(Dataset)
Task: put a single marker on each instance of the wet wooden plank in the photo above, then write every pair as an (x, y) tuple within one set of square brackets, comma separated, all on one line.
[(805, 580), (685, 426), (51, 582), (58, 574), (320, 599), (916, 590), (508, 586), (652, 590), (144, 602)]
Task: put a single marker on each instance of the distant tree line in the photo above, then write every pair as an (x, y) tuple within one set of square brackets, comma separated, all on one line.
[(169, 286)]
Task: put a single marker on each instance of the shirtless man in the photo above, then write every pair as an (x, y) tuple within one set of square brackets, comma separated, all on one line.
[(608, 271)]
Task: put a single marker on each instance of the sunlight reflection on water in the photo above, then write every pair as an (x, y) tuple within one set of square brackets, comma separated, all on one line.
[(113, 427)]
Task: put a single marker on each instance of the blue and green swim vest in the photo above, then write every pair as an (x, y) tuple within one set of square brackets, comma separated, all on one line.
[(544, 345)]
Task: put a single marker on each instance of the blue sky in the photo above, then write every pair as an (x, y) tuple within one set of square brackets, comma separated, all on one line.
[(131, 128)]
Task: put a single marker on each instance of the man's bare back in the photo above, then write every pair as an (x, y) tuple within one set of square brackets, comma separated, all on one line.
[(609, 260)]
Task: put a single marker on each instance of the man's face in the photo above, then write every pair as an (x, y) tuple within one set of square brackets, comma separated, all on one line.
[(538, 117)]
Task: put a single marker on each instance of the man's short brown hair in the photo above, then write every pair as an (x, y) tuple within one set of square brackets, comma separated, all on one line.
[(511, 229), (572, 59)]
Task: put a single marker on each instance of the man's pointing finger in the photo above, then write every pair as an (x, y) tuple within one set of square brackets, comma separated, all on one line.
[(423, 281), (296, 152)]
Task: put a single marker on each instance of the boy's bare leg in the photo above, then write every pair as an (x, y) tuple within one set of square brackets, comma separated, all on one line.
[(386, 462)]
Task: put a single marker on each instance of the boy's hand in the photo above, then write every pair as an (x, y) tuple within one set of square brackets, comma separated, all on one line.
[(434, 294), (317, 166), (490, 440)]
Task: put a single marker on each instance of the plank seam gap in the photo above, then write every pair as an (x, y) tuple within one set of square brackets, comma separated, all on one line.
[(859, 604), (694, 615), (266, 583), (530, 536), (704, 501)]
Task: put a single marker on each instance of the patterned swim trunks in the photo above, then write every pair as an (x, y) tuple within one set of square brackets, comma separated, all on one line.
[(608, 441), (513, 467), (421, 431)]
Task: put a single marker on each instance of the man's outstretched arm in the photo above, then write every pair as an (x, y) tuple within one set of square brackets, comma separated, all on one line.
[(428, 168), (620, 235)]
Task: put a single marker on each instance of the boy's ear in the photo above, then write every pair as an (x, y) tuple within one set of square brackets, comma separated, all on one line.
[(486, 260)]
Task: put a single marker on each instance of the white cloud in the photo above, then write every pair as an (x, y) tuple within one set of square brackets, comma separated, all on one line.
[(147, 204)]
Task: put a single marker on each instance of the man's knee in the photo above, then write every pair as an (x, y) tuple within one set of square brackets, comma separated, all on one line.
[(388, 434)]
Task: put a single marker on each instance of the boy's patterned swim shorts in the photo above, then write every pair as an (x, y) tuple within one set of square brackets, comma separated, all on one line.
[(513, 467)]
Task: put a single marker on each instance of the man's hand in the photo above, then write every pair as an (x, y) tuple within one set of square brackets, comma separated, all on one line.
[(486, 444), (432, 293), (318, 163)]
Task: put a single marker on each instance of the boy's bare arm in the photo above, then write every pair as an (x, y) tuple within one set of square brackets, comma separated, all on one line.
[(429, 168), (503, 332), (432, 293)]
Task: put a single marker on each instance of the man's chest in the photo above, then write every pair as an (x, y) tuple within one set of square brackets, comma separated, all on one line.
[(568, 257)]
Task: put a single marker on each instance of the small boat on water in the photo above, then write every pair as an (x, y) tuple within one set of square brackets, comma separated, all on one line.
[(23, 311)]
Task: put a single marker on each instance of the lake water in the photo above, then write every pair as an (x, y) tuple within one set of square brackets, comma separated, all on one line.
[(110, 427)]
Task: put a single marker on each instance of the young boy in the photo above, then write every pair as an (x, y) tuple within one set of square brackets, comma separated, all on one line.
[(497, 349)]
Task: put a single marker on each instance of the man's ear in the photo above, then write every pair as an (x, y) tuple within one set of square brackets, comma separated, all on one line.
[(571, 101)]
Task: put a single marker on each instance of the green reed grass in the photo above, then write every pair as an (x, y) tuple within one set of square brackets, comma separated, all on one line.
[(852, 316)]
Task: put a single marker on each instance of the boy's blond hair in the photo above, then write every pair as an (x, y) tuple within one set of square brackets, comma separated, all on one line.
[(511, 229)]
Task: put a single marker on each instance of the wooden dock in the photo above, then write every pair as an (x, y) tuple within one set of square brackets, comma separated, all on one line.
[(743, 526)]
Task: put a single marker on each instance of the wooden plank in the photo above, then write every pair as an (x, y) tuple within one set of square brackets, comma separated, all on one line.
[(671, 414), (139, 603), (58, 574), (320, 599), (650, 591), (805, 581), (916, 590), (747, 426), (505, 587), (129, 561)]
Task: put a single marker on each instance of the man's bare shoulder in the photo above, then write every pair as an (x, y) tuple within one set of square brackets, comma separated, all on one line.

(Problem to solve) Update the rows above by changing each "comma separated" to "separated by commas" and keeping everything else the same.

(Expected output)
Task: put a single marker on each instance of the wet wooden plank in the photo above, then write every pair as an (x, y) tuple within one set of square brackets, separated by commas, all on one line.
[(805, 580), (685, 426), (51, 582), (58, 574), (320, 599), (916, 590), (508, 586), (652, 590), (144, 602)]
Task: put a single marker on each instance of the distant tree line in the photo above, then write every pair as an (x, y) tuple within one set of square brackets, separated by commas, all on one line.
[(169, 286)]
Task: put a single marker on each instance of the shirtless man in the photo above, then write every pair as an (x, y) tuple within one set of square brackets, separated by commas, all on one line.
[(608, 271)]
Task: put a single marker on each instance of the sunlight reflection on water in the photo above, then write every pair as an (x, y) tuple within one set of square brackets, separated by commas, all on one line.
[(113, 427)]
Task: put a single marker on each instance of the blue and green swim vest in the photo above, then write every pair as an (x, y) tuple within one set of square brackets, separated by commas, all on one line.
[(544, 345)]
Task: put a single marker on each instance of the blue sky in the photo above, then write every pair as an (x, y) tuple within one set of square brackets, separated by commas, all on one line.
[(131, 128)]
Task: put a single marker on each instance of the man's bare back in the photo above, then write every pair as an (x, y) tuple within one set of square brackets, separated by commas, all on one line.
[(609, 260)]
Task: put a single marker on each instance of the man's face in the photo above, then write every pair as an (x, y) tuple within one set of square brackets, separated by commas, all on one line.
[(538, 117)]
Task: put a single marker on each instance of the man's short brown hair in the photo above, then write every pair as an (x, y) tuple within one set of square brackets, separated by commas, all on one line.
[(511, 229), (572, 59)]
Task: put a single marker on each instance of the man's pointing finger in the photo above, then write every pair as an (x, y) tuple within one set of square brackets, separated by commas, all on one line.
[(423, 281), (296, 152)]
Task: put a single marker on each instance of the boy's bare leg in the photo above, then write every pair as an (x, y) tuple within one set of square brackets, separated by commas, all on one line.
[(386, 462)]
Task: put a single marker on each instance of the boy's hand in the photo above, then write every pair as an (x, y) tuple within one set of square brackets, separated by commas, all on one line.
[(434, 294), (317, 166), (490, 440)]
Task: put a single marker on each instance of the plank seam gap in the photo above, then write every pair as an (x, y) tuple within one set of square brackets, separated by commas, all on one line.
[(859, 604), (694, 615), (266, 583), (530, 536), (704, 501)]
Task: put a single marker on each instance of the patterned swim trunks in the photo above, then write every pair as an (x, y) tuple within one set of square brackets, separated by commas, all on one line.
[(608, 441), (513, 467), (421, 431)]
Task: put a single marker on each instance of the man's outstretched arm in the photo above, then write every pair as an (x, y) tuple within one set of square brackets, separated by commas, all on one line.
[(428, 168), (620, 235)]
Task: put a single marker on each instance of the boy's ear in the photo above, then write every pair as an (x, y) tuple within one set of square brackets, separated by commas, all on one line.
[(486, 260)]
Task: put a single marker on each instance of the white cloud in the photo above, then write every pair as an (x, y) tuple within one set of square brackets, separated by commas, all on one line.
[(147, 204)]
Task: put a single marker on each instance of the man's knee in the photo above, then write every pair as an (x, y) tuple within one set of square brackets, separated by commas, all on one line.
[(388, 434)]
Task: put a single marker on each instance of the boy's patterned swim shorts in the photo above, then write every pair as an (x, y) tuple within one set of square brackets, separated by commas, all on one line.
[(513, 467)]
Task: put a single marker on each instance of the man's hand in the photo above, then write every pair as an (x, y) tuple within one set of square brackets, separated by commas, all on one line.
[(486, 444), (432, 293), (318, 163)]
Task: put a single marker on each instance of the boy's bare arm in the photo above, then write every pair as an (x, y) tuple within one set of square brackets, separated by commas, all on one line.
[(429, 168), (503, 332), (432, 293)]
Task: put a single marker on each instance of the man's chest in the photo above, then write every pair as an (x, y) tuple within one set of square brackets, separated by commas, all on one line.
[(568, 257)]
Task: put a single marker on each instance of the small boat on water in the photo above, then write every pair as an (x, y) tuple within one set of square brackets, separated by commas, all on one line.
[(23, 311)]
Task: put a single marker on each instance of the lake water in the photo above, then write every pair as an (x, y) tuple within one set of square brackets, separated by commas, all on one line.
[(110, 427)]
Task: put a single marker on each instance of the young boy in the photo above, then write every pair as an (x, y) tuple within one set of square brackets, separated by commas, all on one line.
[(497, 349)]
Task: put a single marker on each instance of the man's ear in the photo above, then write every pair as an (x, y) tuple within one set of square brackets, separated by commas, all on one line.
[(571, 101)]
Task: put a single marker on each instance of the green reed grass in the photo above, then write every pair as an (x, y) tuple within one set of square brackets, separated by commas, all on one line.
[(852, 316)]
Task: put a single marker on each instance of the boy's blond hair in the photo above, then write every pair as an (x, y) tuple within one set of square brackets, separated by commas, all on one line.
[(511, 229)]
Task: put a single marker on each instance of the wooden dock in the photo above, then write every pair as an (x, y) tuple within one set of square brackets, separated by commas, all on one line.
[(743, 526)]
Task: put a single marker on each instance of the wooden plank in the photo above, then write every pair as an (x, y) tuple within one set of square brackets, separated by commas, all on one line.
[(671, 414), (139, 603), (58, 574), (320, 599), (650, 591), (805, 581), (916, 590), (747, 426), (505, 587), (129, 561)]
Task: put a single marker on each instance of the man's bare shoulder in the photo above, then write every pair as an (x, y) tuple within one set of square brackets, separated by commas, all on one line.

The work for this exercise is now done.